PROBLEM TO WORK ON: The whole listing must be returned exactly, with no line missing.

AVAILABLE DATA:
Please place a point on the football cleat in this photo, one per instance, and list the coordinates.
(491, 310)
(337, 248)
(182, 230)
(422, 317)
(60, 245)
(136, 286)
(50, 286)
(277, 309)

SOLVED PROBLEM:
Please place a point on the football cleat in this photo, one per instance, and list the coordinates.
(491, 310)
(337, 248)
(182, 230)
(422, 317)
(60, 245)
(136, 286)
(50, 286)
(277, 309)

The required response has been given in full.